_Records provided_.
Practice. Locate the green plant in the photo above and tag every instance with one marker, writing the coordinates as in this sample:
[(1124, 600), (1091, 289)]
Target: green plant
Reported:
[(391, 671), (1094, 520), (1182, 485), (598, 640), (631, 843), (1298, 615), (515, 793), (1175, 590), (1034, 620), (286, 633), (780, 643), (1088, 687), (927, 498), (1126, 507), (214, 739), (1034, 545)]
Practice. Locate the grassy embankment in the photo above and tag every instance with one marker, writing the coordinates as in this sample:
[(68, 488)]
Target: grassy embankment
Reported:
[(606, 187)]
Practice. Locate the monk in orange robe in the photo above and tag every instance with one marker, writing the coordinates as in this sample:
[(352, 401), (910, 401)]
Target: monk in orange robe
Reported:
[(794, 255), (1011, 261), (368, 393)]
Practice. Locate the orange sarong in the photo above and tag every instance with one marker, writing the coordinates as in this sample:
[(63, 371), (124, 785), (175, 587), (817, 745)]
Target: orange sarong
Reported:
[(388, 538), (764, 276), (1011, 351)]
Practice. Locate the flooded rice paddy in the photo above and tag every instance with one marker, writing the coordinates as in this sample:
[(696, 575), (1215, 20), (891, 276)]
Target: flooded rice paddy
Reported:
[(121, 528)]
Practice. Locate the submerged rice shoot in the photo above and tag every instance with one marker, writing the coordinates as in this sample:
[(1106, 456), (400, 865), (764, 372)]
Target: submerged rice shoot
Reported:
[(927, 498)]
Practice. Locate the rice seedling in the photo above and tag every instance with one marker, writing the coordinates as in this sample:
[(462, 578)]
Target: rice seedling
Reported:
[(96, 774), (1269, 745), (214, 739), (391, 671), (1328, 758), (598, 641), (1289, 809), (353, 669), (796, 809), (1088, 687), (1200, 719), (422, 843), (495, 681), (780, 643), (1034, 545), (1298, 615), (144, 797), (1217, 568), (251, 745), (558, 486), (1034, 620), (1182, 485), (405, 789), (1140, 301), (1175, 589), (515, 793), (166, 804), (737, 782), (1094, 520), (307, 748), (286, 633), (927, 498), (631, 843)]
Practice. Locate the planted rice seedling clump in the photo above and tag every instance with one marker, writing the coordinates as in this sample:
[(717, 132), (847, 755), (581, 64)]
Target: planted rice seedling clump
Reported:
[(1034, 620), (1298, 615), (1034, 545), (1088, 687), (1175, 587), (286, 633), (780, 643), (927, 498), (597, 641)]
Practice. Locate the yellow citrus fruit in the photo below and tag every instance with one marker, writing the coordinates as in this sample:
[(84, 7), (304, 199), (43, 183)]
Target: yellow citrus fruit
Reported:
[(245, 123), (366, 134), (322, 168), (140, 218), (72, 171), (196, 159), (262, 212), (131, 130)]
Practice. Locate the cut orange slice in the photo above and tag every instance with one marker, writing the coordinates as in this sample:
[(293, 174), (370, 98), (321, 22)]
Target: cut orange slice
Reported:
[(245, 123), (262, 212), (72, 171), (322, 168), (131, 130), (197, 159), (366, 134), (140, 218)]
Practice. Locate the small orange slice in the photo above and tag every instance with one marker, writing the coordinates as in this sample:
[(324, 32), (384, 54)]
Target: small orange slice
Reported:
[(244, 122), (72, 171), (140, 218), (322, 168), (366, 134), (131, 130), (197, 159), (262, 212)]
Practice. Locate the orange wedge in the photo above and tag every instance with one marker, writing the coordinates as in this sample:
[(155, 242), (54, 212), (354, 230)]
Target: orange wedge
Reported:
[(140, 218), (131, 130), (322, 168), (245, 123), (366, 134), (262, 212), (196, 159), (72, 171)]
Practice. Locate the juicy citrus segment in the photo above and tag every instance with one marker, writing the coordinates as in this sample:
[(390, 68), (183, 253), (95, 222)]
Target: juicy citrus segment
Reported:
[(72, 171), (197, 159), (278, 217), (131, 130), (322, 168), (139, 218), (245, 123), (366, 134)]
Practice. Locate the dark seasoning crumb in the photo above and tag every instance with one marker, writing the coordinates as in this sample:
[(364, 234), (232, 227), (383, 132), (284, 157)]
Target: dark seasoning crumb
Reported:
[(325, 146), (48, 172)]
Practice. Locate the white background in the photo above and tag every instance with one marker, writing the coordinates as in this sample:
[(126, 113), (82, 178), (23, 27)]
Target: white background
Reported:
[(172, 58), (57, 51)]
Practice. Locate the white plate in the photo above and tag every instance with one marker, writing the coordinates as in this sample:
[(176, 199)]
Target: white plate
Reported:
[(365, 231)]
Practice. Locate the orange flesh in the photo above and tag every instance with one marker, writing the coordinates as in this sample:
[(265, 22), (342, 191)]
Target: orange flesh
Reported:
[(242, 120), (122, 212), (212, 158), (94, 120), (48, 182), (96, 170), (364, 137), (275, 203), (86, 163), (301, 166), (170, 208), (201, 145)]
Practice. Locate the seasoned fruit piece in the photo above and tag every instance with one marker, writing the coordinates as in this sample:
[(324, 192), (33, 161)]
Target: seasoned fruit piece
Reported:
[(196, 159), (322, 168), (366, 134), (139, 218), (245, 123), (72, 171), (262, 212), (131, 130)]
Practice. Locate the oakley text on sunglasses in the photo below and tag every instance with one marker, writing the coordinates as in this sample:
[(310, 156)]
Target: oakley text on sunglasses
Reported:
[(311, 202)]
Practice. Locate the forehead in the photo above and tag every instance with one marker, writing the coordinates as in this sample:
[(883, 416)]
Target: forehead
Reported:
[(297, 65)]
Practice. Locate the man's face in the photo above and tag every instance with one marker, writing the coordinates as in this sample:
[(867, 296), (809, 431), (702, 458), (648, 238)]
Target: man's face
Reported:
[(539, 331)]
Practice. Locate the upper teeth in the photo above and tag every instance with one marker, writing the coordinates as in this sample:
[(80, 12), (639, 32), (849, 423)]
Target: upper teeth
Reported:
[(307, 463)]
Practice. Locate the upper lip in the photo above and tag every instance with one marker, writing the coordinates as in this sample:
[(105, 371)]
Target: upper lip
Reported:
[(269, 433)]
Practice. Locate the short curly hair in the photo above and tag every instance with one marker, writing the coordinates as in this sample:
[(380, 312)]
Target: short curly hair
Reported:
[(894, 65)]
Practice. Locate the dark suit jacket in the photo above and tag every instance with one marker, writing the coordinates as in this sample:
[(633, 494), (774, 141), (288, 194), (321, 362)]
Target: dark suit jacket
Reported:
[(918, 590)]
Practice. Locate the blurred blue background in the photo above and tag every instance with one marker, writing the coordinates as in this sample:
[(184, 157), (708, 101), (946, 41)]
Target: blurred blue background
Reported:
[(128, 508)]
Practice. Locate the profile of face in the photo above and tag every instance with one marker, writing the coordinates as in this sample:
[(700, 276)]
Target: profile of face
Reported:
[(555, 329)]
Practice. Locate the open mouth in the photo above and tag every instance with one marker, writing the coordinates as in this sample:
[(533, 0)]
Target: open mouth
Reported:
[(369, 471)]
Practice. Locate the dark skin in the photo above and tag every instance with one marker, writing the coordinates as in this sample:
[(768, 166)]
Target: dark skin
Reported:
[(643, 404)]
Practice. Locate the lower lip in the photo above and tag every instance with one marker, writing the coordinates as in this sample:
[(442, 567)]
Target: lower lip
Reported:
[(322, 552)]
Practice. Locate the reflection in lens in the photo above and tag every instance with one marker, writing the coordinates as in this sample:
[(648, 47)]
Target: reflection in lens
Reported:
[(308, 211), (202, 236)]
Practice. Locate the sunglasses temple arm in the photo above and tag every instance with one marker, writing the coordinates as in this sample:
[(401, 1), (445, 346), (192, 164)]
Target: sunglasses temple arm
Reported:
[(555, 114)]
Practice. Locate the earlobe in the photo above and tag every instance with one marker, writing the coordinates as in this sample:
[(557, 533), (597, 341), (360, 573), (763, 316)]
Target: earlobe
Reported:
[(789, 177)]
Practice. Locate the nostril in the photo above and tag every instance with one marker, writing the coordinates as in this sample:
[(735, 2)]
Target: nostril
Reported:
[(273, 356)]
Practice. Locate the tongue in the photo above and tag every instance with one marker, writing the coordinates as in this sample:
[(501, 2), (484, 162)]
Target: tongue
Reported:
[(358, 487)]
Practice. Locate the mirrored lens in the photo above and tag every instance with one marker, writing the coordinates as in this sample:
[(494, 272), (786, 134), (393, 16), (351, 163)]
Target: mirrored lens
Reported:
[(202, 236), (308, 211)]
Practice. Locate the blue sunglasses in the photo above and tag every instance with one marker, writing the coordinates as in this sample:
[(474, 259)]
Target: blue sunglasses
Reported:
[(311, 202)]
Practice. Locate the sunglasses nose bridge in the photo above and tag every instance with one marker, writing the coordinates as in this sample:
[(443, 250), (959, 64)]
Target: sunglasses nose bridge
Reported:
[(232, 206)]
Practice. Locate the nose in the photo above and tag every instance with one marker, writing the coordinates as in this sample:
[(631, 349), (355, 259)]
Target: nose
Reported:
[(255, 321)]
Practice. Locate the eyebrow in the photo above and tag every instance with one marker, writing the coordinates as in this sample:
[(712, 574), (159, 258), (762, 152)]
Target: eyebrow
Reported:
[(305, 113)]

_Assignment_. Filter the records for the word "robe" and show every line that has it.

_Exercise result_.
Practice. Locate the monk in orange robe in the photo above and tag every instance with one marker, writing the coordinates as in this sample:
Target: monk in orange robe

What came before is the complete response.